*Questions on the material*:
A. In the tax article, what would the total bill have come to if the inheritances left by the wealthy in 2009 had been subject to income taxes?
B. Put this sentence from the tax article into Spanish: "Of course, the definition of what is right and fair in this sense is somewhat subjective."

*Study text*:

BEGIN

There has been great debate over the years about whether our tax system is fair and who is getting the short end of the stick. Some contest that the tax code has always favored the rich, while others maintain that virtually all Americans pay way too much in taxes, and some even think Americans don't pay enough tax. Of course, the definition of what is right and fair in this sense is somewhat subjective. There are some who feel that the tax code as it is written now offers some incentives for those who don't work for a living at all.
The Estate Tax
Although the Unified Tax Credit is planned to revert to $1 million per person in 2013, the tax code has allowed wealthy taxpayers to transfer up to $10 million of their assets to heirs (other than spouses or charities) with no estate tax in recent years. While doing so may be easier said than done for low- and middle-income taxpayers, some tax experts and politicians feel that the wealthy have received a pass on inheritance taxes that is inappropriate. They contend that those with substantial estates should have to fork over some of that money to Uncle Sam when they die. If the inheritances left by the wealthy in 2009 had been subject to income taxes, the total bill would have come to approximately $90 billion that could be used to improve our education and infrastructure or reduce the deficit.

END

*Data excerpts*:
BEGIN

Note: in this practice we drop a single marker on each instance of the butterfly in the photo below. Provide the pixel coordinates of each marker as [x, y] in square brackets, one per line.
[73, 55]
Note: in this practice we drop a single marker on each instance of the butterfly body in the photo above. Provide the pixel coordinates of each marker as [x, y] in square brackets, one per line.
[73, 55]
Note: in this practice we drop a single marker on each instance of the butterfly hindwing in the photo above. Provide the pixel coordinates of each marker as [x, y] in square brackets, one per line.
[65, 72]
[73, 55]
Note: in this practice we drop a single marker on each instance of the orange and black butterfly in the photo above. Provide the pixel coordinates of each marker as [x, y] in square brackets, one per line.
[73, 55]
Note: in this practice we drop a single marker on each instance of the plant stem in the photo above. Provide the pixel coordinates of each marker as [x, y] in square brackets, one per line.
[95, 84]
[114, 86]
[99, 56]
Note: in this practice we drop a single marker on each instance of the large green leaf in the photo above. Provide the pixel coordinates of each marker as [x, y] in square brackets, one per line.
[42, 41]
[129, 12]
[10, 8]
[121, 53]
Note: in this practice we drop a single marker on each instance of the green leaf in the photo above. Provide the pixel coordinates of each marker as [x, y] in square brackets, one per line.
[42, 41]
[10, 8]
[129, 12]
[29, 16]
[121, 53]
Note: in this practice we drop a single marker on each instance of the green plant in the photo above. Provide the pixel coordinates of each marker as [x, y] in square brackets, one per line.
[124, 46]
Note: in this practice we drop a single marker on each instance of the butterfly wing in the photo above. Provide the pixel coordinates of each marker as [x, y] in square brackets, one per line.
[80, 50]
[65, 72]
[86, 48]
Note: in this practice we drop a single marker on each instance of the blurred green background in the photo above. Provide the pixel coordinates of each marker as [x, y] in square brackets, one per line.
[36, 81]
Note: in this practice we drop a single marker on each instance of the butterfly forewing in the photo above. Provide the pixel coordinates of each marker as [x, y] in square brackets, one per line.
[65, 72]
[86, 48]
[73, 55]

END

*Numbered responses*:
A. Approximately $90 billion.

B. Por supuesto, la definición de lo que es correcto y justo en este sentido es algo subjetiva.